-- Start Entries --
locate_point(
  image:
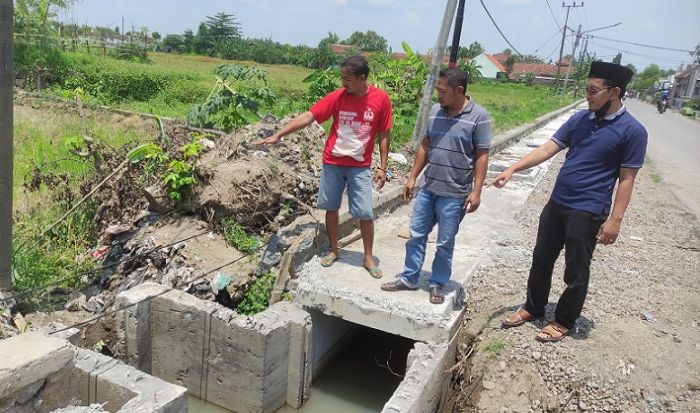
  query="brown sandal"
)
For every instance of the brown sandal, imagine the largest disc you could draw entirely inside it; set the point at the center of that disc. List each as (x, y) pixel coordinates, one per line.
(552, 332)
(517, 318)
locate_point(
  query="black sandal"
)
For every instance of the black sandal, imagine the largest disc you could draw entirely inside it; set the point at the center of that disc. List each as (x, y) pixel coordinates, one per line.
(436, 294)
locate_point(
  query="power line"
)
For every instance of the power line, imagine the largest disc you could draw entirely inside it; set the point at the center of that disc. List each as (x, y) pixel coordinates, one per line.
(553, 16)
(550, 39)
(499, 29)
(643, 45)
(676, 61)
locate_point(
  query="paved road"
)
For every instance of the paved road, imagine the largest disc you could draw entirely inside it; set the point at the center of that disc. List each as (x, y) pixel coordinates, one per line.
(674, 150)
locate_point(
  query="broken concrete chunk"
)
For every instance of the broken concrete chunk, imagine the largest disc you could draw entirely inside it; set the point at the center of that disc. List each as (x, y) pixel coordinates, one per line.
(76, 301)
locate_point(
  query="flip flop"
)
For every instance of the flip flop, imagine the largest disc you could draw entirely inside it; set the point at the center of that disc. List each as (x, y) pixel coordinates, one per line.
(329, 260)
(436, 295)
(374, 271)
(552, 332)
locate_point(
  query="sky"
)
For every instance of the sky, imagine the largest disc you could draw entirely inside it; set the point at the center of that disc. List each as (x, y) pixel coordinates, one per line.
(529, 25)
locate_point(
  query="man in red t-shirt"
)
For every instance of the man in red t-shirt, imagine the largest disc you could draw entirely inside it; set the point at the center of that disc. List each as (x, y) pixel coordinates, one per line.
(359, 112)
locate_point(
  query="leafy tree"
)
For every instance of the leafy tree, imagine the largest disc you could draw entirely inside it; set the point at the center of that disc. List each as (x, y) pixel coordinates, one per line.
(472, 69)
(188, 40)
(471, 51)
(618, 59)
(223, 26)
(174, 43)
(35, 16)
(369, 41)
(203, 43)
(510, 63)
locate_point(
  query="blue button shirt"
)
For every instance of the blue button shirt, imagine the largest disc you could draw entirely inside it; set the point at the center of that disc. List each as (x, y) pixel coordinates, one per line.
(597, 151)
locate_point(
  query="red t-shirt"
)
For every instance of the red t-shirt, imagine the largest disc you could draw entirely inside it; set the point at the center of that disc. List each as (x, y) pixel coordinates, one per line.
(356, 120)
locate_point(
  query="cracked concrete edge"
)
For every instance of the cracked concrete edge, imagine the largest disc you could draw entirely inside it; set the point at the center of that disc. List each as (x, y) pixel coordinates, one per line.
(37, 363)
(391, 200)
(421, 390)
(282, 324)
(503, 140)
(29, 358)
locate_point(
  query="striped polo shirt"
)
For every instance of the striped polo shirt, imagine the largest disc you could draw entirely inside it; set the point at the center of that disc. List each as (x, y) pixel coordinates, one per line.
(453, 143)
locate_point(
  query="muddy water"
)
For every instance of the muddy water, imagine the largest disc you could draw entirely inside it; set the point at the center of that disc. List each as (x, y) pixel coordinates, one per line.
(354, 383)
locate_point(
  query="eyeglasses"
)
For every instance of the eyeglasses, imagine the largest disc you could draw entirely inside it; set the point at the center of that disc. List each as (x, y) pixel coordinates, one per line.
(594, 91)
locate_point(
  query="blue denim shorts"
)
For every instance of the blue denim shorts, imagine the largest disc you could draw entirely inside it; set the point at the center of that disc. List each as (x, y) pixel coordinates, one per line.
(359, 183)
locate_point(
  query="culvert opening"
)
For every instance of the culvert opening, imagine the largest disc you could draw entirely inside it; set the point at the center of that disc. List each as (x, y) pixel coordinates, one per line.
-- End Entries --
--- Prompt ---
Select every line in the block of data above that contains the string "polo", and copy those lines.

--- Exercise result ---
  query="striped polo shirt"
For every instance of the striped polo shirt, imagine the largest disc you could draw entirely inside it; set the point at the center of that disc. List each as (x, y) pixel coordinates, one per line.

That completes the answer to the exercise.